TASK OBJECTIVE:
Starting at the top line, return each entry word for word.

EXERCISE MATERIAL: Begin

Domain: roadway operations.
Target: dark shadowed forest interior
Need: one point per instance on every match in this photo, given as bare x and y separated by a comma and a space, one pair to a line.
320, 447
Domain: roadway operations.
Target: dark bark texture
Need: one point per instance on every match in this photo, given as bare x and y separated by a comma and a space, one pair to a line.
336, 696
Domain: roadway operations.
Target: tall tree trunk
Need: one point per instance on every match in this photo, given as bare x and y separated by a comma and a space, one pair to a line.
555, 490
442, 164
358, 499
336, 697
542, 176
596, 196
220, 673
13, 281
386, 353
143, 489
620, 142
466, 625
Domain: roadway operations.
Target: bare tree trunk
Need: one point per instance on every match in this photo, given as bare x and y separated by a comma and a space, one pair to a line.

EXERCISE MATERIAL: End

EXERCISE OUTPUT:
Domain: roadway operations.
Target: dark shadowed forest interior
Need: one point per instance on every match in this photo, given as bare x and y separated by a comma and a space, one pair to a line.
320, 447
Domain: roadway operations.
Target: dark bark texture
Need: one point per instance on every match in this photo, given as bare x and y separated by a comma and a space, one pair to a line.
336, 696
Domain: roadway operations.
Target: tall tree trunk
Need: one point per instance on every match in this photo, given as bare x and y separated by a comma and a space, one pair to a line.
555, 490
442, 164
358, 499
336, 697
542, 176
596, 196
220, 673
13, 281
386, 353
143, 489
620, 142
466, 625
Domain: roadway operations.
Target: bare tree trunk
Need: one point per instance on every match in this photo, given as bare x and y separated by a comma and a space, one pair to a line.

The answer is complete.